### OBJECTIVE
Which lines in the entries below contain the string "cattle"? Copy each of them out in full, counting only matches with the same capitalization.

### GIVEN RECORDS
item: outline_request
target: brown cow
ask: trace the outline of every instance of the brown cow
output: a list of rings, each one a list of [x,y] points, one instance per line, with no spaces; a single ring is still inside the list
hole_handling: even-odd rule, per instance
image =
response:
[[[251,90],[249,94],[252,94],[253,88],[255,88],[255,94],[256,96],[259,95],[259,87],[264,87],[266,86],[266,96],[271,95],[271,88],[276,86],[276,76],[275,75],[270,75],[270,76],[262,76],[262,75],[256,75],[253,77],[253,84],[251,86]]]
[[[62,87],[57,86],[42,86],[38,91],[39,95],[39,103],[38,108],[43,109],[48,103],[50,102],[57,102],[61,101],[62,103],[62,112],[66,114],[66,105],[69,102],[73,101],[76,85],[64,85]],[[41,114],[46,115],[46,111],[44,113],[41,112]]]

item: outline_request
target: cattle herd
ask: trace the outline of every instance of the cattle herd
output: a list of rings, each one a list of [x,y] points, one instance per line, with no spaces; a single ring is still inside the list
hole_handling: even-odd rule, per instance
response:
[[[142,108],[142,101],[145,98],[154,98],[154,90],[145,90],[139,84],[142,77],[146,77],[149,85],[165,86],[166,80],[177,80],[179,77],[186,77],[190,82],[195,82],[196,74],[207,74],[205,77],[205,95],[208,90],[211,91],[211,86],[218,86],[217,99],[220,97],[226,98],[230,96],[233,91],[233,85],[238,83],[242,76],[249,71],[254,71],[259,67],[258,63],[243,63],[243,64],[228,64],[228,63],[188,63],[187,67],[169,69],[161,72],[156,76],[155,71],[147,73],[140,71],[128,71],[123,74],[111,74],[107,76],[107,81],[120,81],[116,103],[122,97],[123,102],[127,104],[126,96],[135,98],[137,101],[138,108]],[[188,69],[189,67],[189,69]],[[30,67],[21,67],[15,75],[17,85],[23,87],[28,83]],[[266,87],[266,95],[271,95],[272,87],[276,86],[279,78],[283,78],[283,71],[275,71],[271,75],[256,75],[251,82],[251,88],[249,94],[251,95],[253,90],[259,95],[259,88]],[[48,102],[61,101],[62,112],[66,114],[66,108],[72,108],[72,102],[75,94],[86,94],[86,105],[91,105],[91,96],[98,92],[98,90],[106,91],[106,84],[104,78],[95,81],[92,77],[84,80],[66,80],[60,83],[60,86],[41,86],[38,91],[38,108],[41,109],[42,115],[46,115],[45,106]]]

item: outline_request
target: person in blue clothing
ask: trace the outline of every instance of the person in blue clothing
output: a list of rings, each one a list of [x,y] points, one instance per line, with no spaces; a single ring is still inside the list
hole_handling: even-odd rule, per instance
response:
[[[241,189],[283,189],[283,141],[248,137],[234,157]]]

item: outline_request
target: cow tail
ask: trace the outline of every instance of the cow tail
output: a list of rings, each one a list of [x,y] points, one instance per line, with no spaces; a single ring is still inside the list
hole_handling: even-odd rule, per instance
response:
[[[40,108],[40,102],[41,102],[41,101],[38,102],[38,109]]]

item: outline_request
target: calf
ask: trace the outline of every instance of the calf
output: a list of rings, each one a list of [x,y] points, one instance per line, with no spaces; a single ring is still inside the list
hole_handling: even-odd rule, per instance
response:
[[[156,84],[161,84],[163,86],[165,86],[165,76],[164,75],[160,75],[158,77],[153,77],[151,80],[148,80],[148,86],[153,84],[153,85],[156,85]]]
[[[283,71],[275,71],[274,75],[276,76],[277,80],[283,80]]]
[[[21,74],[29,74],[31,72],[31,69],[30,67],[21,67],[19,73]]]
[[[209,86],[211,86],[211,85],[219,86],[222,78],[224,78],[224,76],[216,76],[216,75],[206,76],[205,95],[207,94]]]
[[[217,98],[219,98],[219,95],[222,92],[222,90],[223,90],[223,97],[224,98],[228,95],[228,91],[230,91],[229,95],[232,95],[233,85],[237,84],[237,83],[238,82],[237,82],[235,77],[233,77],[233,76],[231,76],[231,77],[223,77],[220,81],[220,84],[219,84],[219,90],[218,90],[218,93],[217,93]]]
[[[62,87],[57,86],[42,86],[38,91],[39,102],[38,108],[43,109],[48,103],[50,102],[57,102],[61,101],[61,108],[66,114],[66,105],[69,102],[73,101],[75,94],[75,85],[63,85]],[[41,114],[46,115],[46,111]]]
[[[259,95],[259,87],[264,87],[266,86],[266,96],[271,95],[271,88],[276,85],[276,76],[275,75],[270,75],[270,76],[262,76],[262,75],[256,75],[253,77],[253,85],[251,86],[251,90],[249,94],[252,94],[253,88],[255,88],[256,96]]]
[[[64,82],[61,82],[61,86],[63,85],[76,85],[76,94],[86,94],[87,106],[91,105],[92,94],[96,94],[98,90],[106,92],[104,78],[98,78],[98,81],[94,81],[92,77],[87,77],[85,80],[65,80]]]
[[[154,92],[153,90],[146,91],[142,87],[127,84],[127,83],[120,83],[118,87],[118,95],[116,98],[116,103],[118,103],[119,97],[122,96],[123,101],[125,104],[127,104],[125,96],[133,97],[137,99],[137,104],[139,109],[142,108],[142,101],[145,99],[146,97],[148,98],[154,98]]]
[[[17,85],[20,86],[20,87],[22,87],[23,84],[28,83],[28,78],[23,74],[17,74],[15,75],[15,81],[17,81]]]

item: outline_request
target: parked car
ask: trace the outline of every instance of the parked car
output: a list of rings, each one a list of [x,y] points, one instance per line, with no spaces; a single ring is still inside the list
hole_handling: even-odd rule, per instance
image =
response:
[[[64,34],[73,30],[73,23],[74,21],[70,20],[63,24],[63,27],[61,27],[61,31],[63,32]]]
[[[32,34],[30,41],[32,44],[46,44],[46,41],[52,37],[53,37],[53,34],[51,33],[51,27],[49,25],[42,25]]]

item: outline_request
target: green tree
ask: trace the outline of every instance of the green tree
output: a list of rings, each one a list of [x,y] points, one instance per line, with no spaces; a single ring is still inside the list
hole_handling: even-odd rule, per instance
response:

### RESPONSE FOR THIS EXERCISE
target: cattle herd
ask: trace the outline of every instance of the cattle herd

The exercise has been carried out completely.